Chapters 26-27 Summary
In the fall of his last year at the Leonards’ school, Eugene is invited to go with a group of other young people to Charleston. At first Eliza is reluctant to let him waste money, but she eventually encourages him to go. The train trip to Charleston is uncomfortable and Eugene gets little sleep. The next day he is quickly tired out and stays at the hotel. When one of the girls, Louise, comes to wake him, the two begin talking freely. Eugene tells her that he finds girls with nice legs attractive. Louise raises her skirts to show her legs, and the two begin necking. Eugene asks her if she wants to have sex and she agrees but tells him not to hurt her. This makes Eugene think she is a virgin, but she insists that she is not. Eugene refuses to deflower any young girl, so they get dressed and go downstairs. The group goes swimming, and Eugene and Louise again begin kissing. Later one of the other boys tells Eugene that Louise is twenty-one and has already had one illegitimate child. The group explores an antebellum mansion and thinks about the outcome of the Civil War.
When Eugene returns home in late September, Gant finally agrees to undergo surgery for his enlarged prostate. When the surgeon opens him up, he finds that Gant has cancer and so closes the incision without operating.
In 1916, Altamont celebrates the three hundredth anniversary of William Shakespeare’s death; they hold a pageant in which Eugene figures prominently. His family pokes fun at his ardor, but he ignores them despite some difficulty with his pageant costume.

========================================

**Task to complete:** Turn the paragraph of the chapter summary that begins "In 1916, Altamont celebrates" into a short bulleted list, keeping its main facts. The entries are separate material with no connection to the chapter summary.

**Dataset excerpts:**
========================================

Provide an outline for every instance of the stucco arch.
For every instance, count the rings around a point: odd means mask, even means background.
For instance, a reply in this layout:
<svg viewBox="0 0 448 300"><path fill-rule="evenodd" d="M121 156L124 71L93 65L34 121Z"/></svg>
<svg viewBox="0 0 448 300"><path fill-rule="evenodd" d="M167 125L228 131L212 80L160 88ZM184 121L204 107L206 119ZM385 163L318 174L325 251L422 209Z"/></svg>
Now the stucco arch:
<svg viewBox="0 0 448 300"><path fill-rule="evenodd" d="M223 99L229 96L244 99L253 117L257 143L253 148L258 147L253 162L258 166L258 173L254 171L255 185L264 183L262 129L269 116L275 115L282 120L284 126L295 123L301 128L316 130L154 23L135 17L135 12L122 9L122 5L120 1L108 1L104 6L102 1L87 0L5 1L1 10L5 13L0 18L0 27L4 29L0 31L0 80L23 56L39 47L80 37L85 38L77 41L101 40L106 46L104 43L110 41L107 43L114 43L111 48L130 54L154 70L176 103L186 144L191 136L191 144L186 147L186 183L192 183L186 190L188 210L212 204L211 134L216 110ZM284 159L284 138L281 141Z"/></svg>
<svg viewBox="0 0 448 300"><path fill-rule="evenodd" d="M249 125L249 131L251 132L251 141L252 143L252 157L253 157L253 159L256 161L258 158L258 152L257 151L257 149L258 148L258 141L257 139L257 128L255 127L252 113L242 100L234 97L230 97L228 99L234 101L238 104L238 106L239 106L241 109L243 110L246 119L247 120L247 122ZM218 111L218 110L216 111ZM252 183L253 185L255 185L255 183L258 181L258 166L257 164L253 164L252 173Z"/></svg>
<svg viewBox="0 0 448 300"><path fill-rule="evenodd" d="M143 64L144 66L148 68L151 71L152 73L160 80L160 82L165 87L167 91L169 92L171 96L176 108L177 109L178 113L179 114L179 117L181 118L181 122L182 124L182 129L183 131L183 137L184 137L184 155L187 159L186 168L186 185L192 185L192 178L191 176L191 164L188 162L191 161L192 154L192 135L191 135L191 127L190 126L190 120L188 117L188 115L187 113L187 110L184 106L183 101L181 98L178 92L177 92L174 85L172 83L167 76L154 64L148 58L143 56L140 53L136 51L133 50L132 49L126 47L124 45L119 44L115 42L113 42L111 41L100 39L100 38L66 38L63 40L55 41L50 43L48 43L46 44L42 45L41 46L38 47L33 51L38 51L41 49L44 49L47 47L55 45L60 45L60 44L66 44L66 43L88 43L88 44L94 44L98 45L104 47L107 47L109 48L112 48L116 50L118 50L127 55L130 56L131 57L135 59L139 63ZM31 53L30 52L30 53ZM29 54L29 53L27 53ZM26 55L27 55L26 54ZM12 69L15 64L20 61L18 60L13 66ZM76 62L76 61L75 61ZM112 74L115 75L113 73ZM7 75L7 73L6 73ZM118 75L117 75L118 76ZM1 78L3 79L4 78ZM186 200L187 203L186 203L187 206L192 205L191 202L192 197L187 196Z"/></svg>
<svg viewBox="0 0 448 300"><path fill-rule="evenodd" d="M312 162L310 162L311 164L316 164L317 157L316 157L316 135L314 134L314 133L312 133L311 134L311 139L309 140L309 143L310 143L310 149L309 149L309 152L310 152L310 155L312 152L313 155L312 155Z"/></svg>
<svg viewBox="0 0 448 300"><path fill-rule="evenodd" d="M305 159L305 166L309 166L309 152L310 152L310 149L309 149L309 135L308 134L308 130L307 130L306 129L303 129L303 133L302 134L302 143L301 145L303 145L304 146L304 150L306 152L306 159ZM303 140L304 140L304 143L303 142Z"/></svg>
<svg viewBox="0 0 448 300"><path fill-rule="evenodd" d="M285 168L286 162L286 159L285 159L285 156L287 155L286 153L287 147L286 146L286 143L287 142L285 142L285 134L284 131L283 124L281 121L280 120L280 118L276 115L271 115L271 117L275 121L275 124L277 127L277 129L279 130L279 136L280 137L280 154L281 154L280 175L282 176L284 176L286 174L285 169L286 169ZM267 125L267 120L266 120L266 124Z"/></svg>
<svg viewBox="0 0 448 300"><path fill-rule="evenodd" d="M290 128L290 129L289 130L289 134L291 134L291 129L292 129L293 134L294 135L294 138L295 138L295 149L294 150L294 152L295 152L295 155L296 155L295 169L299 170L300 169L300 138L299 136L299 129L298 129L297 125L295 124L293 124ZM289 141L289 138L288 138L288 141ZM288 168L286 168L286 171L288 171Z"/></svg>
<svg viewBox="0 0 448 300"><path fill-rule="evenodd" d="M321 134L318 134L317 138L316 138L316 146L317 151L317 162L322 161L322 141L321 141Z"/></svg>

========================================

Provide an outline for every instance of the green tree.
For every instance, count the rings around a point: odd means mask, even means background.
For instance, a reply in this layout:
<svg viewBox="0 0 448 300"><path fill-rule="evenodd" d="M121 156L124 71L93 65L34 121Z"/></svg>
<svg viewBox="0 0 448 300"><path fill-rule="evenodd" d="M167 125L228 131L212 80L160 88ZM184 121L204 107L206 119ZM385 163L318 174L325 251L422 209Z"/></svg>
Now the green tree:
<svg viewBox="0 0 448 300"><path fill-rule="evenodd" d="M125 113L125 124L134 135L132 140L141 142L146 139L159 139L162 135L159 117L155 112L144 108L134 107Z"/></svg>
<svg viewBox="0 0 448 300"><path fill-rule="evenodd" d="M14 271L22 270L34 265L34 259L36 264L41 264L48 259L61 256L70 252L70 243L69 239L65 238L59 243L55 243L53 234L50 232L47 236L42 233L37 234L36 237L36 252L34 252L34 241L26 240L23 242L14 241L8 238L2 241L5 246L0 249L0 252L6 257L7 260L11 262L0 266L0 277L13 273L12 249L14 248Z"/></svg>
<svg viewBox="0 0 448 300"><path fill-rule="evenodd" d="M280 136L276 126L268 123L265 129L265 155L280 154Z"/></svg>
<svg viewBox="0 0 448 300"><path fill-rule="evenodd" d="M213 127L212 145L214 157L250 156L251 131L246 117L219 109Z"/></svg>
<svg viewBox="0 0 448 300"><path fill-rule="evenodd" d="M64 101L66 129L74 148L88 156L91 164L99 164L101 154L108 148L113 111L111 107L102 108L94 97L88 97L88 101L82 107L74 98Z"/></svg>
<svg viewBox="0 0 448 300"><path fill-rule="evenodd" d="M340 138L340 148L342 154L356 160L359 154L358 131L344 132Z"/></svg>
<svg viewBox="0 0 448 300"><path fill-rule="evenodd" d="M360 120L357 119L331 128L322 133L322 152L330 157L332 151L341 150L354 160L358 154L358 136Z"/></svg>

========================================

**Response area:**
- In 1916, Altamont holds a pageant for the three hundredth anniversary of William Shakespeare's death.
- Eugene has a prominent part in the pageant.
- His family makes fun of his enthusiasm, but he ignores them.
- He has some difficulty with his pageant costume.